■ PROBLEMS AND TASKS ■
(1) List each album in the Richard Thompson chronology line of the Watching the Dark article, with the year shown for it.
(2) Change "collectors" to "fans" in the Watching the Dark article, beginning at the words "Thompson had been" and stopping after "of Thompson recordings.".
(3) Continue the article on the Watching the Dark album from its final sentence.

Compilation album by Richard Thompson
- Released: 1993
- Genre: Rock
- Length: 2:04:11
- Label: Hannibal
- Producer: Edward Haber

Richard Thompson chronology
| Rumor And Sigh (1991) | Watching the Dark (1993) | Mirror Blue (1994) |

= Watching the Dark =

Watching the Dark is an album by Richard Thompson released in 1993. The three-CD retrospective set was compiled with Thompson's co-operation and consent. It runs from 1969, when Thompson was a member of Fairport Convention, through to 1992. However, it is not sequenced in chronological order.

Thompson had been reluctant to look backwards at his career and dig through the archives, but he decided that someone was bound to assemble such a set, so he might as well collaborate with them if possible. He had right of veto over the selections and recorded one track ("Poor Wee Jockey Clark") especially for the project. About a third of the selections are live, and five had never been included in any official Thompson release. Some of the material was donated by collectors of Thompson recordings.

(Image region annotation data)
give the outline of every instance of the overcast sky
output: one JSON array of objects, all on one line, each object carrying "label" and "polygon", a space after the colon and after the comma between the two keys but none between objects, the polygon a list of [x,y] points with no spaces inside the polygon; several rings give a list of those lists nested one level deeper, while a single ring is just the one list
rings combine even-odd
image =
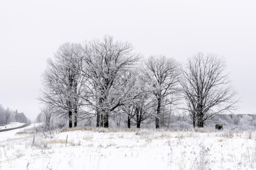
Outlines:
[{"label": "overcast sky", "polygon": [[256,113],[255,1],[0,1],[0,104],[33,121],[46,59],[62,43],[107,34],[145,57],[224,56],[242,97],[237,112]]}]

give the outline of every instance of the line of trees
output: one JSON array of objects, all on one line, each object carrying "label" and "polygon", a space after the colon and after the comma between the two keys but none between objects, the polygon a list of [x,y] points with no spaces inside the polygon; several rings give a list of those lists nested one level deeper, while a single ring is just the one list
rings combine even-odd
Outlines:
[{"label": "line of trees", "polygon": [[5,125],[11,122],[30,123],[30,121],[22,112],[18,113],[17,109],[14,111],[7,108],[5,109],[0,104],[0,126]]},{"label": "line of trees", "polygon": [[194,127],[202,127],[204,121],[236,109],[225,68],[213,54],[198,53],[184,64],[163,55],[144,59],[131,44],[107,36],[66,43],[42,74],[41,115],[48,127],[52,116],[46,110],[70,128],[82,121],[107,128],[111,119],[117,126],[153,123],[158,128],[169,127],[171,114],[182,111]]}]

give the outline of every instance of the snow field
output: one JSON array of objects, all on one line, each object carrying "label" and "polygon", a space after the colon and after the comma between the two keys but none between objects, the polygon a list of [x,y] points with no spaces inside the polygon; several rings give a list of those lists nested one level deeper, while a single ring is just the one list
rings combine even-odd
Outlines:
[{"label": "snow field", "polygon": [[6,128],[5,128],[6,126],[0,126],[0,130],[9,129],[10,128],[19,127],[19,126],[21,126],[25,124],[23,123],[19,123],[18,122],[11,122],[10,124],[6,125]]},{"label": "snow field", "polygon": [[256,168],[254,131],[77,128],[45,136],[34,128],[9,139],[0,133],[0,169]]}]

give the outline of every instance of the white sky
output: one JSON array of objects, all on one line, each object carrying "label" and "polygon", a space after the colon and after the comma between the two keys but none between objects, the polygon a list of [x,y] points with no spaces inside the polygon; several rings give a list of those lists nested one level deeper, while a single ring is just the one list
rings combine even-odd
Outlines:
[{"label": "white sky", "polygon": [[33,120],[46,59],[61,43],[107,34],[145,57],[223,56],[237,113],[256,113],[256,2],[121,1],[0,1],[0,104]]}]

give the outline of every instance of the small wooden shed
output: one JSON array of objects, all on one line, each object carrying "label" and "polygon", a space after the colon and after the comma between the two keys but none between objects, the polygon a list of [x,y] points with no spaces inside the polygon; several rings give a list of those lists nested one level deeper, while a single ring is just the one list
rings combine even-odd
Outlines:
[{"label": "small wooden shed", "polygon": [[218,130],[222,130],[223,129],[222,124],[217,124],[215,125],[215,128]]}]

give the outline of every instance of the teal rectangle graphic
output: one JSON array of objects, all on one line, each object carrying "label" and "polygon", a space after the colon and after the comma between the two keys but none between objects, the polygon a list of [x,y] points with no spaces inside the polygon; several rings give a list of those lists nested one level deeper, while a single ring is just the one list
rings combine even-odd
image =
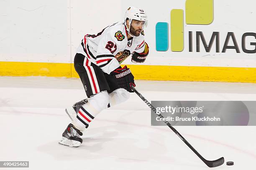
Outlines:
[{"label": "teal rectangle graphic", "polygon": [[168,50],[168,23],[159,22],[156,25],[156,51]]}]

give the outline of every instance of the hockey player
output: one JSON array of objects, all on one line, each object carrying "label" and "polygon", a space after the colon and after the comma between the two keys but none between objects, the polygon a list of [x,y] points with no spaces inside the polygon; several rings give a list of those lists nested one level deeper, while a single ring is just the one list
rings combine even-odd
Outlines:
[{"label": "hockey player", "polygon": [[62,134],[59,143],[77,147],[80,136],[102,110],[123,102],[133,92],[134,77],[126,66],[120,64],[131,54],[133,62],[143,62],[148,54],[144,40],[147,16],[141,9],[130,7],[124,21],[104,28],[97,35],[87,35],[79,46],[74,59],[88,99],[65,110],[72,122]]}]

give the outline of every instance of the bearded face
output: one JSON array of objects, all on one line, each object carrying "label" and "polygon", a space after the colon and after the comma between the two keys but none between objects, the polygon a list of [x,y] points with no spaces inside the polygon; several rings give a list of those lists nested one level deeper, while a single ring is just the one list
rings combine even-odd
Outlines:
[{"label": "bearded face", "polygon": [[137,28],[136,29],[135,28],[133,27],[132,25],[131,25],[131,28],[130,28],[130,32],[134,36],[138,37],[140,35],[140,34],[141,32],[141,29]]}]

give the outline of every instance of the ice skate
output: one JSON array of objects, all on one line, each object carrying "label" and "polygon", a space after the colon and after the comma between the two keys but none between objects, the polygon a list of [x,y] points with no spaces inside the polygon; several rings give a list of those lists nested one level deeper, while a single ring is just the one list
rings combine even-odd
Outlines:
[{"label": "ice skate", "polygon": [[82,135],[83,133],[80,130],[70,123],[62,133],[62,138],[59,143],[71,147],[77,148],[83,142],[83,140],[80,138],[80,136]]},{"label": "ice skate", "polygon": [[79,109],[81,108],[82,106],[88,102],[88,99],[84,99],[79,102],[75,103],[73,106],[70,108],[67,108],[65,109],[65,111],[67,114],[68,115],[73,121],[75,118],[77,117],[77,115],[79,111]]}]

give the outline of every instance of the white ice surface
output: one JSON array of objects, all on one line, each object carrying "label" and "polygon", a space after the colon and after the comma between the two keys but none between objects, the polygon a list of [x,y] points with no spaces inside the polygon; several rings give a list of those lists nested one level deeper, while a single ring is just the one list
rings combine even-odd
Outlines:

■ EXERCISE RESPONSES ■
(1)
Rumor And Sigh (1991)
Watching the Dark (1993)
Mirror Blue (1994)

(2)
Thompson had been reluctant to look backwards at his career and dig through the archives, but he decided that someone was bound to assemble such a set, so he might as well collaborate with them if possible. He had right of veto over the selections and recorded one track ("Poor Wee Jockey Clark") especially for the project. About a third of the selections are live, and five had never been included in any official Thompson release. Some of the material was donated by fans of Thompson recordings.

(3)
Notable inclusions are
- A live version of "Can't Win" with an extended guitar solo
- "From Galway to Graceland", a Thompson song that had never made it onto a commercial Thompson release
- A live version of "A Heart Needs a Home" from 1975
- Solo, live versions of "Jennie" and "Devonside"
- An unreleased recording, thought to have been lost, of "A Sailor's Life" by Fairport Convention
- Three tracks from the unreleased, Gerry Rafferty-produced version of the Shoot Out the Lights album

The set includes a booklet with details of each recording, some rare photographs and essays by Greil Marcus and Leslie Berman.

Professional ratings
Review scores
| Source | Rating |
| AllMusic |  |
| Encyclopedia of Popular Music |  |

==Track listing==
All songs are written by Richard Thompson except where noted otherwise.

===Disc A===
1. "A Man in Need"
2. "Can't Win"
3. "Waltzing's for Dreamers"
4. "Crash the Party"
5. "I Still Dream"
6. "Bird in God's Garden"/"Lost and Found" (Hakim Conrad Archuletta/Fred Frith)
7. "Now Be Thankful" (Dave Swarbrick, Thompson)
8. "A Sailor's Life" (Traditional; arranged by Sandy Denny, Thompson, Simon Nicol, Ashley Hutchings and Martin Lamble)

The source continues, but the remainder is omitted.